Labeling and segmentation data
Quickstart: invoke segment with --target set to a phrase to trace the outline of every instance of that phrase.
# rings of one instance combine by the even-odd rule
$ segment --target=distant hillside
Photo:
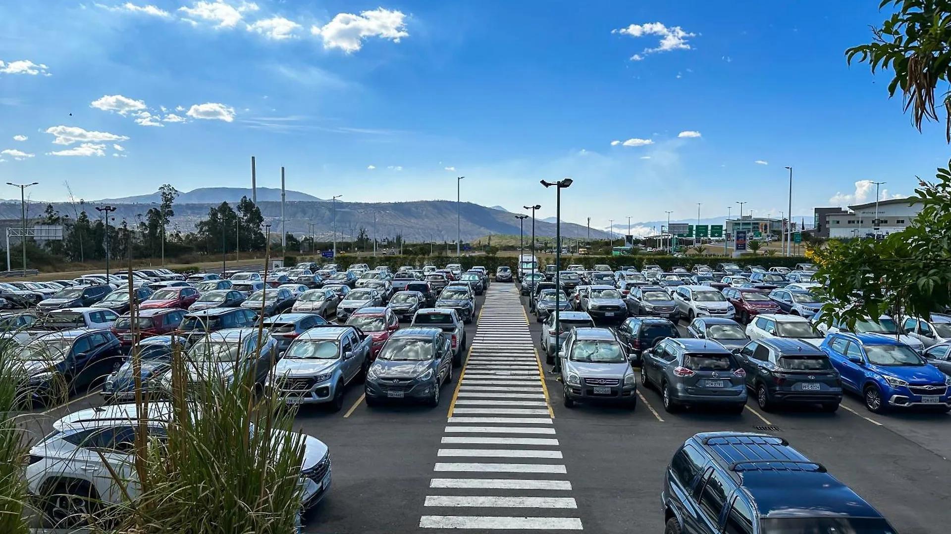
[[[299,200],[313,200],[320,201],[320,199],[317,197],[308,195],[306,193],[301,193],[300,191],[287,191],[287,201],[299,201]],[[182,204],[205,204],[214,202],[220,204],[221,202],[238,202],[241,200],[242,197],[251,198],[251,189],[244,187],[201,187],[199,189],[193,189],[191,191],[183,192],[179,195],[178,199],[175,200],[177,203]],[[152,193],[150,195],[137,195],[135,197],[123,197],[120,199],[103,199],[102,200],[87,200],[93,203],[109,202],[113,204],[134,204],[134,203],[148,203],[148,202],[158,202],[162,200],[162,196],[158,192]],[[281,189],[275,189],[272,187],[259,187],[258,188],[258,201],[259,202],[280,202],[281,201]]]

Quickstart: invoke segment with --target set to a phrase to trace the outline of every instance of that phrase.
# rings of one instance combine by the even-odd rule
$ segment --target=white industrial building
[[[848,206],[848,213],[825,215],[829,238],[867,238],[901,232],[911,224],[922,204],[913,198],[879,200],[878,222],[875,202]]]

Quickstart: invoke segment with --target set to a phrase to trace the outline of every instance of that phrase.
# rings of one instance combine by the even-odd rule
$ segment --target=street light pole
[[[561,372],[561,358],[558,353],[561,351],[561,190],[567,189],[573,181],[570,178],[559,180],[558,181],[541,181],[545,187],[555,186],[554,204],[554,368],[553,372]]]
[[[459,257],[461,256],[461,253],[459,252],[459,245],[462,242],[461,241],[461,239],[462,239],[462,222],[461,222],[462,219],[459,217],[459,206],[461,205],[460,204],[460,196],[459,196],[459,193],[460,193],[461,189],[459,189],[459,183],[462,181],[463,178],[465,178],[465,177],[464,176],[459,176],[459,177],[456,177],[456,257]]]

- What you should do
Extract every line of the data above word for word, leaving the pictures out of your answer.

- Written response
Quickstart: invoke segment with --target set to a phrase to trace the outline of every instance of that phrase.
# rings of one instance combine by the even-odd rule
$ segment --target=distant hillside
Photo:
[[[299,200],[313,200],[320,201],[320,199],[317,197],[308,195],[306,193],[301,193],[300,191],[287,191],[287,201],[299,201]],[[182,204],[205,204],[214,202],[220,204],[221,202],[238,202],[241,200],[242,197],[251,198],[251,189],[244,187],[201,187],[199,189],[193,189],[191,191],[183,192],[179,195],[178,199],[175,200],[177,203]],[[152,193],[150,195],[137,195],[135,197],[123,197],[120,199],[103,199],[102,200],[87,200],[93,203],[109,202],[113,204],[134,204],[134,203],[148,203],[148,202],[158,202],[162,200],[162,196],[158,192]],[[281,189],[275,189],[272,187],[259,187],[258,188],[258,201],[259,202],[280,202],[281,201]]]

Quickstart: invoke segment with --target set to a phrase to trace the outline of every instance of that phrase.
# rings of one instance combine by the even-odd rule
$ segment --target=white industrial building
[[[848,206],[848,213],[825,215],[829,238],[867,238],[901,232],[911,224],[922,204],[913,198],[879,200],[878,222],[875,202]]]

Quickstart: invoke segment with --target set to a phrase to trace the outline of every instance of that phrase.
# rings of one instance combine by the even-odd rule
$ segment --target=street light pole
[[[561,372],[561,358],[558,353],[561,351],[561,190],[567,189],[573,181],[570,178],[559,180],[558,181],[541,181],[545,187],[555,186],[554,204],[554,368],[553,372]]]
[[[459,257],[461,256],[461,253],[459,252],[459,245],[462,242],[461,241],[461,239],[462,239],[462,222],[461,222],[462,219],[459,217],[459,206],[461,205],[460,204],[460,196],[459,196],[459,193],[460,193],[461,189],[459,189],[459,183],[462,181],[463,178],[465,178],[465,177],[464,176],[459,176],[459,177],[456,177],[456,257]]]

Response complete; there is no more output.